Point-per-instance localization data:
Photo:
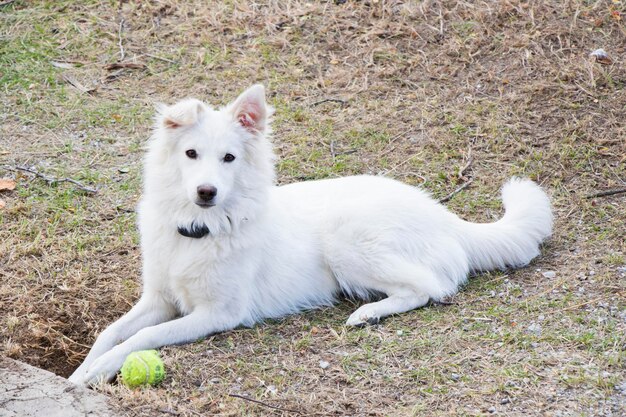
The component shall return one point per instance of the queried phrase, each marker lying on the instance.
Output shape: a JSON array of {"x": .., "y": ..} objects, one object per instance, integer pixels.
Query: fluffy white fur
[{"x": 274, "y": 250}]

## Exercise brief
Exact repetition of all the records is required, with the pictures excluded.

## Task solution
Photo:
The component shall return one point per instance of the queried phrase, each marker lying on the instance.
Output shape: a JSON array of {"x": .., "y": ..} objects, one object per instance, integer pixels.
Query: fluffy white fur
[{"x": 274, "y": 250}]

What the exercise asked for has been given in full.